**SUPPLIED ENTRIES**.
/---
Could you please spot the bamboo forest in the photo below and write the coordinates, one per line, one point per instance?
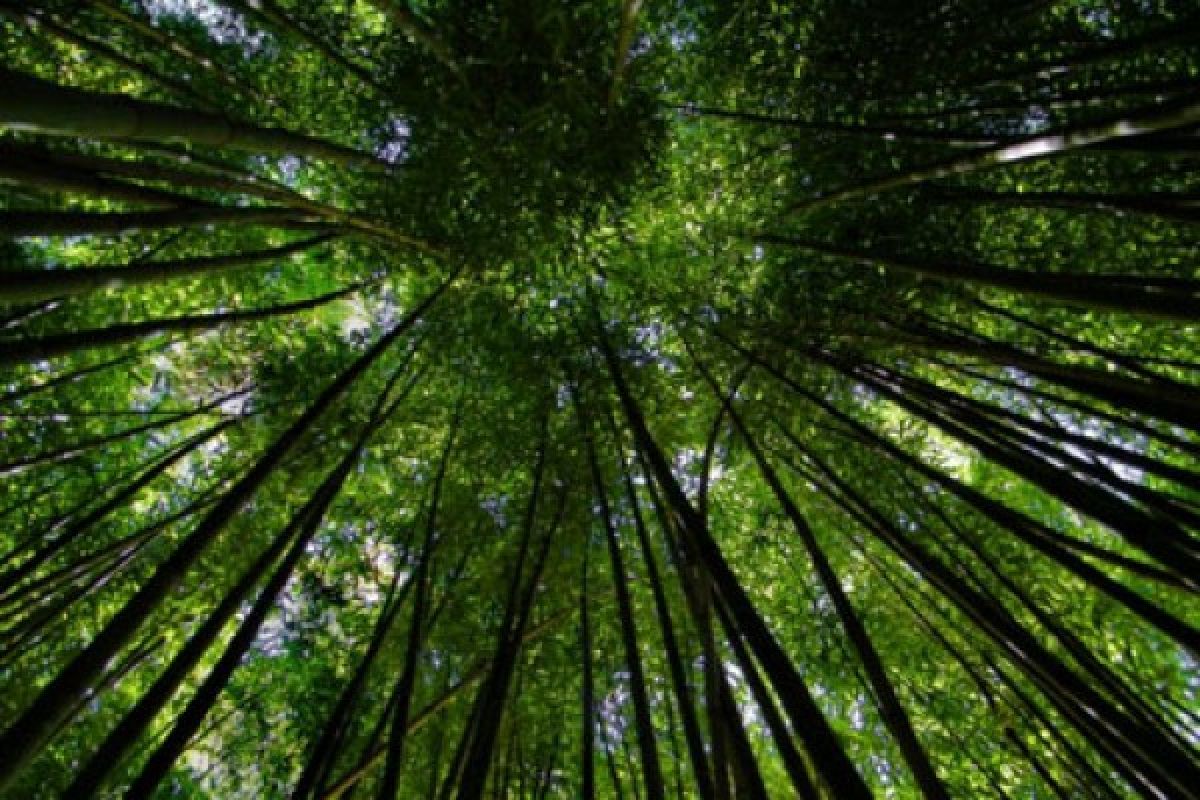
(600, 398)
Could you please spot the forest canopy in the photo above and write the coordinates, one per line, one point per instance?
(526, 398)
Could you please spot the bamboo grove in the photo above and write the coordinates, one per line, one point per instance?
(517, 398)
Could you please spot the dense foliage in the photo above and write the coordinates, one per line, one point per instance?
(523, 398)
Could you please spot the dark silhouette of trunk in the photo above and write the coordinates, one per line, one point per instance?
(810, 725)
(78, 223)
(1158, 298)
(647, 740)
(399, 726)
(587, 691)
(39, 284)
(1139, 122)
(479, 741)
(1145, 756)
(34, 104)
(27, 735)
(125, 735)
(55, 344)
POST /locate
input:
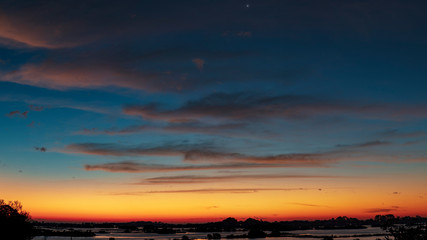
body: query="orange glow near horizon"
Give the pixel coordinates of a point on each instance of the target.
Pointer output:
(78, 203)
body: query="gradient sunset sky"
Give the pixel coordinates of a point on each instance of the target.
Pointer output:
(187, 111)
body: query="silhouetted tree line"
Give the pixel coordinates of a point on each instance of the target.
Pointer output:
(15, 223)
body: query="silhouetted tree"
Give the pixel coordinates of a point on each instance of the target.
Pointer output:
(15, 223)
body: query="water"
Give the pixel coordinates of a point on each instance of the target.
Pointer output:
(119, 235)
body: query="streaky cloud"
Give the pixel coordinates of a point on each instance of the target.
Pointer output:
(134, 167)
(213, 190)
(251, 105)
(189, 179)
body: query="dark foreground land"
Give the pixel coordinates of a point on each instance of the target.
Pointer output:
(15, 223)
(399, 228)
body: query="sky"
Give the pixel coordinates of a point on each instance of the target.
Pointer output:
(194, 111)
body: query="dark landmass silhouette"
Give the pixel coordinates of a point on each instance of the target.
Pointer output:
(254, 228)
(15, 223)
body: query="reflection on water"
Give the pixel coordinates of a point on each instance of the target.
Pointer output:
(345, 234)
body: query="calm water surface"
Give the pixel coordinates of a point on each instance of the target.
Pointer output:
(119, 235)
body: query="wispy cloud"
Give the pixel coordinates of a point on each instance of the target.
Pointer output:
(213, 190)
(17, 113)
(250, 105)
(309, 205)
(382, 210)
(365, 144)
(228, 129)
(41, 149)
(134, 167)
(189, 179)
(200, 153)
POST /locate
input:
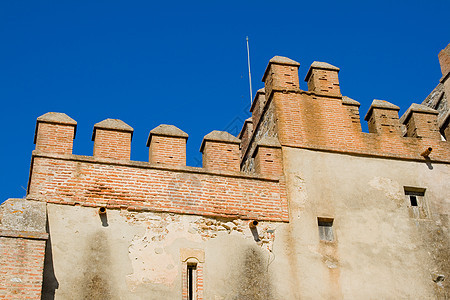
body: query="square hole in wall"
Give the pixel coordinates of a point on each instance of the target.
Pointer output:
(325, 229)
(416, 202)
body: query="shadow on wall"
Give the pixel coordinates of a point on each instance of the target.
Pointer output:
(50, 284)
(254, 282)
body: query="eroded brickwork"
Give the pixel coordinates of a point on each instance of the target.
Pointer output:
(140, 186)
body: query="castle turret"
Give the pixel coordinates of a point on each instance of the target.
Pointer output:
(221, 151)
(382, 118)
(112, 139)
(167, 145)
(421, 122)
(55, 133)
(281, 74)
(444, 125)
(258, 105)
(322, 78)
(268, 157)
(444, 60)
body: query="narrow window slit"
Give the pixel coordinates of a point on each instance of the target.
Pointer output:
(191, 268)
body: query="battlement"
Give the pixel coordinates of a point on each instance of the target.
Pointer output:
(241, 176)
(322, 119)
(110, 179)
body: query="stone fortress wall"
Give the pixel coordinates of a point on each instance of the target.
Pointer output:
(162, 216)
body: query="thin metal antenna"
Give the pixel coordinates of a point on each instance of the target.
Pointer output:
(249, 73)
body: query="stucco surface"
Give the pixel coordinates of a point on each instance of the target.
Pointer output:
(380, 251)
(136, 255)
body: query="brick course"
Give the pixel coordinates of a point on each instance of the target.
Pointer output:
(73, 179)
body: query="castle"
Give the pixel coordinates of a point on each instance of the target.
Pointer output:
(300, 205)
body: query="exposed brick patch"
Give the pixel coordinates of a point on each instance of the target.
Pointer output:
(73, 179)
(21, 266)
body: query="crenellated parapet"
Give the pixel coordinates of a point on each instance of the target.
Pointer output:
(221, 151)
(112, 139)
(167, 145)
(382, 118)
(164, 184)
(55, 133)
(322, 78)
(421, 122)
(322, 119)
(281, 75)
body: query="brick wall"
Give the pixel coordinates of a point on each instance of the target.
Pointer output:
(312, 120)
(72, 179)
(268, 160)
(21, 266)
(112, 144)
(444, 60)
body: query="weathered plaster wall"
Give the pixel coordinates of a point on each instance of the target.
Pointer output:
(22, 244)
(379, 251)
(136, 255)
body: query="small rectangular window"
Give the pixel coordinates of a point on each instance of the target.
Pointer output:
(191, 280)
(325, 229)
(415, 199)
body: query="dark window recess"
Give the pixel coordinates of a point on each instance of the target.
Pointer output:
(191, 281)
(325, 229)
(416, 202)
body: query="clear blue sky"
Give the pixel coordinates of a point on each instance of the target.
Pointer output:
(185, 63)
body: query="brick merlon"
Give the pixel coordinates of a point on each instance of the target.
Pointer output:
(444, 119)
(219, 136)
(280, 60)
(112, 124)
(260, 91)
(322, 66)
(55, 118)
(380, 104)
(417, 108)
(246, 122)
(166, 130)
(349, 101)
\---
**WHAT IS BEING ASKED**. Please go through the data and copy each line containing the word "tree".

**RESULT FOR THIS TASK**.
body: query="silhouetted tree line"
body: query="silhouetted tree"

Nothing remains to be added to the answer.